Zu beantwortende Fragen —
1. Nenne alle Medien der Kommunikation, die der Leserkommentar ausdrücklich als Möglichkeiten aufzählt.
2. Schreibe den Abschnitt des Leserkommentars neu, der mit den Worten "Kurzum: Ohne die" beginnt und mit "nur unzureichend äußert?" endet, und ersetze dabei "Partnerschaft" durch "Freundschaft".

Ich bin ebenfalls die Gedankenwelt eingetaucht, und erst mit dem Aufruf durch die Arzthelferin wurde ich in die Wirklichheit zurückgeholt. Man merkt plötzlich, wie subjektiv die Interpretation des besagten Bildes sein kann, das dazu noch abstrakt ist: Es ist ja ein Mann, der das Bild betrachtet und sich dem >Liebesspiel der Farben< widmet! Ich habe mich gefragt, was wohl eine Frau davon denken würde? - Obwohl ich auch ein Mann bin, ist des doch nicht auszuschließen, daß sie das Rot als Zeichen einer >Gefahr< auslegt, welches das zarte Gelb gewaltsam bedrängt? Das Azurblau könnte sie als >Ruhe< oder >Tiefsinnigkeit< interpretieren, welches aber das Gelb nicht erreicht. - Genausogut kann es sich aber auch um etwas völlig anderes handeln, z.B. eine untergehende Sonne, die den Himmel übergangsweise nach orange und rötlich färbt? In größerer Entfernung davon breitet sich die Nachtschwärze aus...

Kurzum: Ohne die Mithilfe/ Rückmeldung des Künstlers bleibt jede Interpretation schwammig. Dasselbe kann man nun beispielsweise auch auf >Kurzgeschichten< ausdehnen: Wenn man vom Autor/in keine Rückmeldung bekommt oder ihn/sie nicht persönlich kennt, dann ist doch alles Käse! - Oder in einer Partnerschaft: Wie soll man die alltäglichen Probleme ausräumen, wenn eine Seite sich gar nicht oder nur unzureichend äußert?

Deine Geschichte überstreicht ein ziemlich weites Feld, allgemein: die Kommunikation zwischen Personen. Das Medium ist beliebig, und der Transfer wird durch eine Chiffrierung hergestellt. Es muß dabei nicht bloß Sprache sein, sondern kann eben ein Bild, ein Musikstück oder eine physikalische Gleichung sein. Nur wenn beide Seiten den >richtigen< Schlüssel besitzen, gelingt das Verständnis. Nun mag jeder selber weiterspinnen...

Herrlich gemacht, meine Hochachtung!

[Einträge aus einem Datensatz]
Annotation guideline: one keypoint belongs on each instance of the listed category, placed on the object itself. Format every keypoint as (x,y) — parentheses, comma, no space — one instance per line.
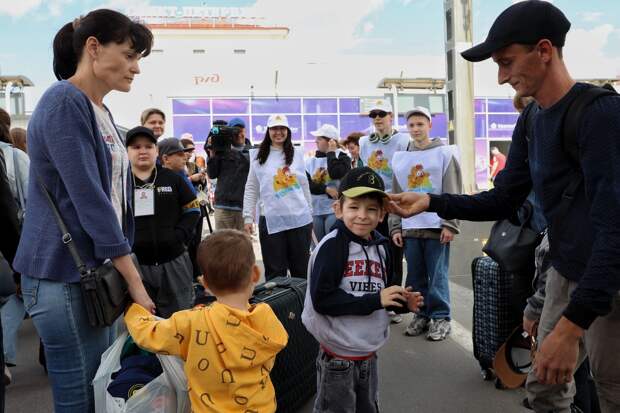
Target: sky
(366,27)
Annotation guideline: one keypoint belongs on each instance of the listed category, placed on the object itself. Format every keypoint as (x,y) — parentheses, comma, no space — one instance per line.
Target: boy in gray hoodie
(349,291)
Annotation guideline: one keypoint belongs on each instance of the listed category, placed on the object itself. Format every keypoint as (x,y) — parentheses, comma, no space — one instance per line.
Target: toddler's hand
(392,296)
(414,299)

---

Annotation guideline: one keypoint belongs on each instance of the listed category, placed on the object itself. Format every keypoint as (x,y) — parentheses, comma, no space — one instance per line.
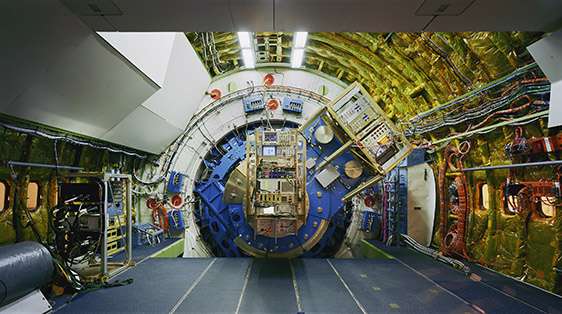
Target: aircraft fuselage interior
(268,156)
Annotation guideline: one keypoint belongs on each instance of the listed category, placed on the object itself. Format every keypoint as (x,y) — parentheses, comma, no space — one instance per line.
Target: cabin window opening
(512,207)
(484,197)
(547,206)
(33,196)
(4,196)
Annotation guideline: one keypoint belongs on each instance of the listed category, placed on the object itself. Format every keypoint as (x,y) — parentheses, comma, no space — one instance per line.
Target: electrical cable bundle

Lösungen der Aufgaben —
1. Sprache, ein Bild, ein Musikstück, eine physikalische Gleichung

2.
Kurzum: Ohne die Mithilfe/ Rückmeldung des Künstlers bleibt jede Interpretation schwammig. Dasselbe kann man nun beispielsweise auch auf >Kurzgeschichten< ausdehnen: Wenn man vom Autor/in keine Rückmeldung bekommt oder ihn/sie nicht persönlich kennt, dann ist doch alles Käse! - Oder in einer Freundschaft: Wie soll man die alltäglichen Probleme ausräumen, wenn eine Seite sich gar nicht oder nur unzureichend äußert?